*PROBLEM DETAILS*: Write out verbatim the lines in the entries below, from the line containing "of the casement" through the line containing "(1179, 361)", both included.

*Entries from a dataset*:
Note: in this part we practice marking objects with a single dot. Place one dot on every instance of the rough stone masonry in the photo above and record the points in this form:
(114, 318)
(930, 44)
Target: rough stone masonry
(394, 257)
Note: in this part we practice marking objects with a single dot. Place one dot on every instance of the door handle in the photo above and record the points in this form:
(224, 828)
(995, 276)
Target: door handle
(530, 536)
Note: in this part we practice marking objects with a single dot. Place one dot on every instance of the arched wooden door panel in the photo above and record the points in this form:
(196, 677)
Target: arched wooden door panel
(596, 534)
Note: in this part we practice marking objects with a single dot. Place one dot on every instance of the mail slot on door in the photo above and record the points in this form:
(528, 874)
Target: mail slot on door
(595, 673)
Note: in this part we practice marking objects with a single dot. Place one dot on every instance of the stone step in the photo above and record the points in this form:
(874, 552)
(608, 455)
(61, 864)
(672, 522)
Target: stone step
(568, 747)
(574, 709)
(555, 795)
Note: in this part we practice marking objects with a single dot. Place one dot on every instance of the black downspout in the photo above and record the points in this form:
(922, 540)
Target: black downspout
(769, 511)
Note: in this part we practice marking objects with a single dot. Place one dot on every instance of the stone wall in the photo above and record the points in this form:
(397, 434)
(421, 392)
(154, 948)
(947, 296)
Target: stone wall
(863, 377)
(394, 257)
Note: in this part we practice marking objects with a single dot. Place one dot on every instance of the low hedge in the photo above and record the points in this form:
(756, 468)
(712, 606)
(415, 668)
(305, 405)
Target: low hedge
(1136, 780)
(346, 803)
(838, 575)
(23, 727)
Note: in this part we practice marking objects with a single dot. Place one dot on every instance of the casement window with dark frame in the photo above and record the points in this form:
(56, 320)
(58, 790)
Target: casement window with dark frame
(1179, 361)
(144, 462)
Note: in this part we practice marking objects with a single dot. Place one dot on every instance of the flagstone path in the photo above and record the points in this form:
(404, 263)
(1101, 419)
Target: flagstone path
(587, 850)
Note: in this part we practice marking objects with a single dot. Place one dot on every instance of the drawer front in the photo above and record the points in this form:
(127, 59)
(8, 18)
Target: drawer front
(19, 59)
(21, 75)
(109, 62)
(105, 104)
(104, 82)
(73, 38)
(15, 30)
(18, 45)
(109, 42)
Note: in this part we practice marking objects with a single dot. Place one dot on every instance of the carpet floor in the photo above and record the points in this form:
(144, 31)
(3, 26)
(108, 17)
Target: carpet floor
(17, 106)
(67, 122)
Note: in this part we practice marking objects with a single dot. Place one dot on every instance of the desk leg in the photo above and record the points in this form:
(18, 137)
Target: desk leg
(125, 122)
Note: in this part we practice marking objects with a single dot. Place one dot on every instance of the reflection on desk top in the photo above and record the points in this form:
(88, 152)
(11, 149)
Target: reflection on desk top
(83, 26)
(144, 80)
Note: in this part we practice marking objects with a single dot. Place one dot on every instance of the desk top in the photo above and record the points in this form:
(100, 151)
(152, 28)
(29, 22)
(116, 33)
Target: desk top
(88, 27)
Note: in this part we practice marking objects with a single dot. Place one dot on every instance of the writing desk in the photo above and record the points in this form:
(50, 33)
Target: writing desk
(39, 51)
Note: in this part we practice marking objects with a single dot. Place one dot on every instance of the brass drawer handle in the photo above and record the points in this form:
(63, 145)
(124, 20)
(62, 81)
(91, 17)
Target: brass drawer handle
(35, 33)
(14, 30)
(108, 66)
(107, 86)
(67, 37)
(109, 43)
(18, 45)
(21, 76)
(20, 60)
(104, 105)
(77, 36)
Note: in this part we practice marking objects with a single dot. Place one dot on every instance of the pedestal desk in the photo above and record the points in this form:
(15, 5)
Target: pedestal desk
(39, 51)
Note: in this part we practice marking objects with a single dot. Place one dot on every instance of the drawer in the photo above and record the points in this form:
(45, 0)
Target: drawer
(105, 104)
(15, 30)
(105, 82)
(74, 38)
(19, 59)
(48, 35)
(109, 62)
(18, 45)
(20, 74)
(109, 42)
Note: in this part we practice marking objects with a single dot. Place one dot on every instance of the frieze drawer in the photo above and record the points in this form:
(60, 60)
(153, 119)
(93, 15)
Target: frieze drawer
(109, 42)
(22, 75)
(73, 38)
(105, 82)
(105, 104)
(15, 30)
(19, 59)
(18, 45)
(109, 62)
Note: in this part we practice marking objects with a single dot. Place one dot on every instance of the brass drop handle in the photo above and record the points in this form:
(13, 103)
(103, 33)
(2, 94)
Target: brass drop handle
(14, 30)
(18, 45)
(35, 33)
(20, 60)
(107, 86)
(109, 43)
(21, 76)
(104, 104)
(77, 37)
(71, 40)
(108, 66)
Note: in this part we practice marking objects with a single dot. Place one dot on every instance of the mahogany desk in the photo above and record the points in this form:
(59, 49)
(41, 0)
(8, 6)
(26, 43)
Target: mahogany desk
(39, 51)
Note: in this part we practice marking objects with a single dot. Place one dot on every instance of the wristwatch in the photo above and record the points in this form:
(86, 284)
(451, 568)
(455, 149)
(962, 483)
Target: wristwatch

*SOLUTION FOR THIS EXERCISE*:
Note: in this part we practice marking objects with a single dot. Place one dot on every instance of the casement window with dark frame in the photo above and record the points in this form:
(56, 320)
(58, 790)
Target: casement window with dark frame
(1179, 361)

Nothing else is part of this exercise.